EXERCISE OBJECTIVE: Restate the full set of records exactly, word for word.

RECORDS SUPPLIED:

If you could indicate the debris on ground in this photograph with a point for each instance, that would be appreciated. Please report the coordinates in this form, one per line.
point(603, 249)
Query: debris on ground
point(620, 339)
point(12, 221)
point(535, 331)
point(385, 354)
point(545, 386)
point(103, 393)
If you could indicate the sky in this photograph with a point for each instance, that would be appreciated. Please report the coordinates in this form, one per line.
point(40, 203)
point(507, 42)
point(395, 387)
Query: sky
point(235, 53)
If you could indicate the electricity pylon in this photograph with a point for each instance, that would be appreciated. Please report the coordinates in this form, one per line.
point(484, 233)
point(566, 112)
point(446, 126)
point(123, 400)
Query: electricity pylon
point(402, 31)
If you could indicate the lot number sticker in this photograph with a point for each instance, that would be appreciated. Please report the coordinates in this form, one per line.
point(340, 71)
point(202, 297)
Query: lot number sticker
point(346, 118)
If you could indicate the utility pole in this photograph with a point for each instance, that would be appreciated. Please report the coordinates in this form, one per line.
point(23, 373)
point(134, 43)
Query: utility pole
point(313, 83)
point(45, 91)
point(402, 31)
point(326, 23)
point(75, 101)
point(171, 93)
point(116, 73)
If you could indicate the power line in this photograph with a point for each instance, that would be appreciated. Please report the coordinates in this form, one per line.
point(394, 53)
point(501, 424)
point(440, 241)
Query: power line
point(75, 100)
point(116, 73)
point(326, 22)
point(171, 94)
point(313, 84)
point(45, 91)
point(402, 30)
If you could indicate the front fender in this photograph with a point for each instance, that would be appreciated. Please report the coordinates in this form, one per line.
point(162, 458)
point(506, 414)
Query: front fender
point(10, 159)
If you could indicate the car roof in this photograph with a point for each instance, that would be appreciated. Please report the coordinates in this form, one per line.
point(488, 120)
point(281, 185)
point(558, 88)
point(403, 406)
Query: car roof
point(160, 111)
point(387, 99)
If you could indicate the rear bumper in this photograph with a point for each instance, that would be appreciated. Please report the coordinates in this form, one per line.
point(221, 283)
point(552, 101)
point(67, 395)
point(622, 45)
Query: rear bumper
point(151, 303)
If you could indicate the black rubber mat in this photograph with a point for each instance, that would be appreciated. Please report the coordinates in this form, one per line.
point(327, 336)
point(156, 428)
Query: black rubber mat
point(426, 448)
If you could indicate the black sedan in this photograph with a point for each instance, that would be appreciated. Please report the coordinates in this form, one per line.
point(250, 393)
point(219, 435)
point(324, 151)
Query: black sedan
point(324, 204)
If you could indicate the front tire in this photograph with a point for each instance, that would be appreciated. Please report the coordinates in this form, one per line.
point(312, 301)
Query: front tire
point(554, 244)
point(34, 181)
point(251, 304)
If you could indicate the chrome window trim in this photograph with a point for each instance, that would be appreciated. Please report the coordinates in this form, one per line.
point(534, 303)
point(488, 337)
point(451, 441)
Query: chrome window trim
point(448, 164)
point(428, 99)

RESULT FOR THIS TASK:
If you could indicate the debris on ground in this photograph with a point for each instance, that would be appreciated. Please report the coordinates in this form, one per line.
point(603, 249)
Query: debris on ground
point(620, 339)
point(12, 221)
point(535, 331)
point(385, 354)
point(545, 386)
point(103, 393)
If you could indicate the sky in this photograph with a point for each instance, that would be appreciated. Please report the coordinates in this form, one per line.
point(40, 203)
point(507, 42)
point(395, 387)
Query: sky
point(235, 53)
If you could indicate the electricity pylon in this photograph with a point for each instance, that would be appreciated. Please report the coordinates in this form, one per line.
point(484, 233)
point(566, 112)
point(446, 126)
point(123, 400)
Query: electricity pylon
point(402, 31)
If you could indicate the lot number sticker in this photograph with a point for each instance, that would be appreciated. Please report the coordinates in this form, one per line.
point(340, 71)
point(202, 297)
Query: lot number sticker
point(346, 118)
If you could indicate the utility pole in this photograph with a point for each instance, that would be appreciated. Please report the coordinates in this form, one per line.
point(23, 373)
point(134, 43)
Query: utility pole
point(313, 83)
point(45, 91)
point(402, 31)
point(326, 23)
point(75, 101)
point(171, 93)
point(116, 73)
If you could indicate the power line in this photograph with a point for each instance, that would be appreciated. Please report the coordinates in this form, one per line.
point(394, 53)
point(501, 424)
point(440, 241)
Query: power line
point(75, 100)
point(116, 73)
point(326, 22)
point(171, 94)
point(313, 84)
point(45, 91)
point(402, 30)
If you could indicate the front fender in this photograph with a point for each instance, that would be appreciated. Please report the coordinates in this form, one per line.
point(162, 458)
point(506, 414)
Query: front fender
point(10, 159)
If you could indicate the car roof in this photograph with a point for each instance, that would be appreciated. Please report the coordinates in this form, one per line.
point(488, 120)
point(281, 185)
point(558, 88)
point(403, 406)
Query: car roof
point(160, 111)
point(387, 99)
If you could indicate the rear bumper in this photograph with a point for each instance, that would be appreciated. Please report the coordinates in this form, one per line.
point(221, 283)
point(552, 101)
point(67, 395)
point(622, 45)
Query: rear bumper
point(151, 303)
If you could indicate the black rubber mat in this photograph with a point for each instance, that would be appreciated. Please report the coordinates in this form, one per line.
point(327, 336)
point(156, 428)
Query: black rubber mat
point(426, 448)
If you could indicate the black sedan in this photograph with a point for each instance, that would be appreciated. Please report the coordinates in this form, one per line.
point(250, 393)
point(219, 435)
point(324, 151)
Query: black sedan
point(324, 204)
If you could indicate the front tire in this photograph with a point for each instance, that would be appreciated. Please report the coordinates in this form, one per line.
point(312, 301)
Query: front tire
point(554, 244)
point(34, 181)
point(251, 304)
If you could indicate the chrome window trim in this photograph with a point for each instance, that would be appreciated. Please report the coordinates in this form, one per line.
point(534, 303)
point(488, 337)
point(451, 441)
Query: chrome window trim
point(448, 164)
point(428, 99)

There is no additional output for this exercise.